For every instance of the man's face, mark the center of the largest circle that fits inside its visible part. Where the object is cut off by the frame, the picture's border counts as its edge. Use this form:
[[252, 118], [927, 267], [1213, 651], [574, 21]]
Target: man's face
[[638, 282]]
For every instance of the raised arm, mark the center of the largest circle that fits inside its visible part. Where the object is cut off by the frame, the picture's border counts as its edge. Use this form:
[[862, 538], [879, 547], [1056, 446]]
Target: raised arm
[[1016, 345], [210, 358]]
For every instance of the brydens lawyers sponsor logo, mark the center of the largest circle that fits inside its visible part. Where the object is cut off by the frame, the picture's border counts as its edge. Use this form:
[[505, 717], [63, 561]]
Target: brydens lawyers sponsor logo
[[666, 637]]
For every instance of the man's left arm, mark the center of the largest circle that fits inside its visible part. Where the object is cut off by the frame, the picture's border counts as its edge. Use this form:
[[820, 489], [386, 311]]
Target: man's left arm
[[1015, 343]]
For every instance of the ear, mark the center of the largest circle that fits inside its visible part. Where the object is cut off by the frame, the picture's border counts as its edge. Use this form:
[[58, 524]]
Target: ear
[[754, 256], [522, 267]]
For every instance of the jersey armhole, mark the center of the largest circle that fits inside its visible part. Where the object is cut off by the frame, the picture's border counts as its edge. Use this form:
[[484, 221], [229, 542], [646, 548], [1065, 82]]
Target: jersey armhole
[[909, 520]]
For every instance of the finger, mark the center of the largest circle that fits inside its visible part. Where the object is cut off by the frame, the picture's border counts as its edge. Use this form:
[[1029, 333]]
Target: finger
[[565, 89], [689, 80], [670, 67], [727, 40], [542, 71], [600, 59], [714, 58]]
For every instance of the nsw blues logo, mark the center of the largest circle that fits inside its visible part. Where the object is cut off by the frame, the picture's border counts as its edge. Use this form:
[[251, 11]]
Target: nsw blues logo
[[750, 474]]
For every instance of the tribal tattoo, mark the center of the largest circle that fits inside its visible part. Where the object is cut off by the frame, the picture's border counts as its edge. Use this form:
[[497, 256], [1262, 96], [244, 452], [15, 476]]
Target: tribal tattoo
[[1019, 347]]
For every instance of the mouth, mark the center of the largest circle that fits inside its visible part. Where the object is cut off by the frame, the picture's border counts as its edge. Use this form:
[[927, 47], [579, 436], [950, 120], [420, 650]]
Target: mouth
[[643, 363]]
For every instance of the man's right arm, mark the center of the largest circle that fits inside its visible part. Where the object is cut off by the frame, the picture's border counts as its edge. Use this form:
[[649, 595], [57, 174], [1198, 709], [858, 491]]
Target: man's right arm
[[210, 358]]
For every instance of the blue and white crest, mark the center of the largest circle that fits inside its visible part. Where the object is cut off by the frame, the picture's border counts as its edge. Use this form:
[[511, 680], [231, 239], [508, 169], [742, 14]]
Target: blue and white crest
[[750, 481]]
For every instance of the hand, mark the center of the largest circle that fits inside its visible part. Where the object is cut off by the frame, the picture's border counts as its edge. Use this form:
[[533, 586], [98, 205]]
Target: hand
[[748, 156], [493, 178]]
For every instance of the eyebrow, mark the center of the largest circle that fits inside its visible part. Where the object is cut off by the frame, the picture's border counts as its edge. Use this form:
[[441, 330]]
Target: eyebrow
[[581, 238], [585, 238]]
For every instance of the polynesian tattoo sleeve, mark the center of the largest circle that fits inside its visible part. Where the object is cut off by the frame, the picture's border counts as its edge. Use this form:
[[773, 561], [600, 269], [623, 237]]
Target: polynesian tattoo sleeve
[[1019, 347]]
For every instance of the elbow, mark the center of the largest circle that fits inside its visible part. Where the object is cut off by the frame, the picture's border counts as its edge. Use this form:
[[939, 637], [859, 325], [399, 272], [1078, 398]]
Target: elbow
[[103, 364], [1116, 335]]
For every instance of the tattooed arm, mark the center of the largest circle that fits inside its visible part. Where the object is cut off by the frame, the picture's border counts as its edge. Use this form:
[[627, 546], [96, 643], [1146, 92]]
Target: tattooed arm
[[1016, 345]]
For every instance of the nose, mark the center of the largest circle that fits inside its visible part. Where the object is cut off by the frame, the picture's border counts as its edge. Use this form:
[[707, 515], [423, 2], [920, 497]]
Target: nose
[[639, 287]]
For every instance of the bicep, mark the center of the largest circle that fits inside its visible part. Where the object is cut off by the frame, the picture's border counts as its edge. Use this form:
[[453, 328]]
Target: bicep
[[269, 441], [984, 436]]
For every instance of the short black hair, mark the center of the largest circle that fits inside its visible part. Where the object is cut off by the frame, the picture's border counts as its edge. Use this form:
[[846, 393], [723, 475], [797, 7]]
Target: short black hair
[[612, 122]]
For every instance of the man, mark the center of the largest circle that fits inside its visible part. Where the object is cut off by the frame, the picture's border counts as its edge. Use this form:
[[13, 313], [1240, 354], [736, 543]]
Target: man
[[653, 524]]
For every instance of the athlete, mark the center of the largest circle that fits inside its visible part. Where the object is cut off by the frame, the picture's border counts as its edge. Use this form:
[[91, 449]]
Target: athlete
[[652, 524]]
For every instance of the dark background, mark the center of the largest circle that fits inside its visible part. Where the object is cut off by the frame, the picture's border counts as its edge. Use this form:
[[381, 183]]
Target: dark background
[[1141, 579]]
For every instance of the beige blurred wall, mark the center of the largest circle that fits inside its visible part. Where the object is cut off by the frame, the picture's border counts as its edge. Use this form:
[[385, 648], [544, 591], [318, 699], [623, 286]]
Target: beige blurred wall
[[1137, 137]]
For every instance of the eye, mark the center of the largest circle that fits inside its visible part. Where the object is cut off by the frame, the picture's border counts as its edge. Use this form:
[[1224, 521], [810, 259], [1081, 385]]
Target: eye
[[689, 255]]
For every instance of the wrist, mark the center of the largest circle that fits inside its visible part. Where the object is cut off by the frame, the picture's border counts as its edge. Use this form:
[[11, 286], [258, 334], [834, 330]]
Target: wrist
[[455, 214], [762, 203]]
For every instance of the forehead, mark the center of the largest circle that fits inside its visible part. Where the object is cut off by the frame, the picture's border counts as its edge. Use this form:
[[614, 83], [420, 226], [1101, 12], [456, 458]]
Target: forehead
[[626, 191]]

*WHAT THE EXERCISE ASKS*. Can you return all of the data above, line for line, with every character unchanged?

*ANSWER TO THIS EXERCISE*.
For every instance of the man's face, mark the center of the largest circle that fits inside its visible part. Where the object is cut off by the frame, the picture's border counts as its edge. Use this form:
[[252, 118], [927, 267], [1213, 651], [574, 21]]
Target: man's face
[[638, 282]]
For every instance of the raised arm, mark the center of the largest circle that fits inside its visible part. Where the object is cut off by the frame, the picture's border counts as its edge. Use this form:
[[862, 538], [879, 547], [1056, 446]]
Target: raised arm
[[1016, 345], [210, 358]]
For every instance of the brydens lawyers sponsor logo, mark the center of the largest circle that fits inside its visible part. Where the object is cut off by the frame, the picture's border counts as its edge. Use this form:
[[505, 717], [63, 561]]
Target: brydens lawyers sponsor logo
[[666, 637]]
For every instance of the man's left arm, mark the center of the largest circle that fits inside its visible part. Where the object is cut off by the frame, the picture's border counts as its edge. Use this form:
[[820, 489], [386, 311]]
Target: man's left arm
[[1015, 343]]
For every instance of the ear, mark the center of the largest circle that fits inside its visible part. Where the object is cut off by the frame, the picture's border counts as its edge. Use this form:
[[58, 524]]
Target: ear
[[754, 256], [522, 267]]
For every instance of the jersey armhole, mark the center of the largest circle that fits inside its visible part. Where the object is cut off by the frame, the picture's border counts as its edge. Use this form:
[[484, 221], [229, 542], [646, 548], [1065, 82]]
Target: jersey armhole
[[909, 520]]
For every instance of the finger, mark the center of the largest circle that fits inside its visible part. Where the object is cut off by the frame, the picture's border counts as its edge. Use this form:
[[1029, 333]]
Target: finger
[[565, 89], [689, 80], [670, 67], [727, 40], [542, 71], [600, 59], [714, 58]]
For every instance of the nsw blues logo, mark the center of the largest circle that fits inside its visible part. Where the object is cut off by the frame, the picture's border counts as its edge. Use this form:
[[251, 11]]
Target: nsw blues logo
[[750, 474]]
For every instance of the tribal tattoo, mark the center of the largest circle that fits inside its visible part. Where the object is cut off by the frame, the picture's border counts as its edge. Use this form:
[[497, 256], [1262, 96], [244, 452], [15, 476]]
Target: tribal tattoo
[[1019, 347]]
For every instance of the mouth, mark the center of the largest circle that fits inside its visible part. Where the object is cut off by the frame, the picture's border counts as its edge. Use this form:
[[927, 47], [579, 436], [950, 120], [420, 650]]
Target: mouth
[[643, 363]]
For every instance of the man's right arm, mark the center of the largest circle that fits inside its visible part. Where the object is cut off by the frame, the picture's border counts as its edge. Use this form:
[[649, 595], [57, 174], [1198, 709], [858, 491]]
Target: man's right arm
[[210, 358]]
For every instance of the blue and white crest, mark the center of the largest circle that fits inside its visible part. Where the object is cut off by the frame, the picture's border counts as its edge. Use this form:
[[511, 680], [231, 239], [508, 169], [742, 14]]
Target: blue and white crest
[[750, 481]]
For every instance of the hand, mark the center of the largest circle that fits inside its visible part. Where the object is cut off by the frame, the picture's border counts as its edge. Use this form:
[[533, 586], [98, 205]]
Target: hand
[[748, 156], [493, 178]]
For every instance of the eyebrow, mark the center of the largest circle that fits inside its visible part. Where the object is cut off by the frame, the picture's border counts as its edge. Use this form:
[[441, 330]]
Target: eyebrow
[[581, 238], [585, 238]]
For every instance of the polynesian tattoo sleeve, mark the center of the largest circle that fits inside its visible part. Where the object is cut off by the frame, the picture's border counts as its edge. Use this form:
[[773, 561], [600, 269], [623, 237]]
Target: polynesian tattoo sleeve
[[1019, 347]]
For every instance of the elbow, mark the center of the largest circle that fits inside its visible part. Where the object is cut off by the frame, the picture's border counts as its edge. Use this form:
[[939, 637], [859, 325], [399, 272], [1078, 398]]
Target: elbow
[[103, 364], [1116, 335]]
For every instance of the tattooed arm, mark the center of the largest circle that fits inside its visible part. Where the object is cut off by the frame, the picture's border counts as its edge. Use this form:
[[627, 546], [96, 643], [1146, 92]]
Target: tattooed arm
[[1016, 345]]
For every instance of the nose, mark the center of the largest circle that fits inside its visible part. Where the object is cut off by the frame, the picture's border counts as its edge. Use this form:
[[707, 515], [423, 2], [920, 497]]
Target: nose
[[639, 287]]
For every instance of the bicep, mark the center of the largest circle that fits inside its visible part. Where the object is cut off by the frame, the picture's border counts as its edge. Use this form:
[[453, 328]]
Target: bicep
[[269, 441], [984, 436]]
For every instance of the short black hair, mark the center of the largest circle that fits inside its visible part. Where the object is cut off by the frame, the picture's border counts as its edge. Use this form:
[[846, 393], [723, 475], [797, 7]]
Target: short black hair
[[612, 122]]
For every instance of the man, mark the center of the largest circle that fits inside its visible part. Where the object is cut off by the frame, the picture's border counts as its edge. Use this form:
[[13, 313], [1240, 354], [736, 543]]
Target: man
[[653, 524]]
For every instance of the athlete, mark the center of the largest circle that fits inside its visible part. Where the object is cut off by the frame, the picture's border counts as its edge. Use this form:
[[91, 449]]
Target: athlete
[[652, 524]]
For every instance of the dark background, mark the center of the largest circle that fits inside its visible part. Where the object is cut off by the frame, the picture's border counts as its edge. Use this form:
[[381, 183]]
Target: dark background
[[1141, 579]]
For every instance of the beige blurred wall, mark the center of the largest circle that fits inside its visible part. Where the object is cut off by the frame, the picture's border counts as its edge. Use this form:
[[385, 648], [544, 591], [318, 699], [623, 286]]
Target: beige blurred wall
[[1137, 137]]
For every instance of the eye, mark the center of the largest circle that fits inside its visible part. Where the object is cut off by the frame, the picture's border counts as its edge. Use this form:
[[1224, 521], [810, 259], [1081, 385]]
Target: eye
[[689, 255]]
For every instance of the wrist, mark the center of the largest circle that fits inside its visible part. Where the object is cut off by the frame, the picture's border counts as its edge. Use this form:
[[11, 286], [258, 334], [834, 330]]
Target: wrist
[[455, 214], [762, 203]]
For every instance of the forehead, mark the center of the largest circle that fits inside its visible part. Where the object is cut off by the frame, the picture's border counts as its edge. Use this form:
[[614, 83], [420, 226], [1101, 12], [456, 458]]
Target: forehead
[[626, 191]]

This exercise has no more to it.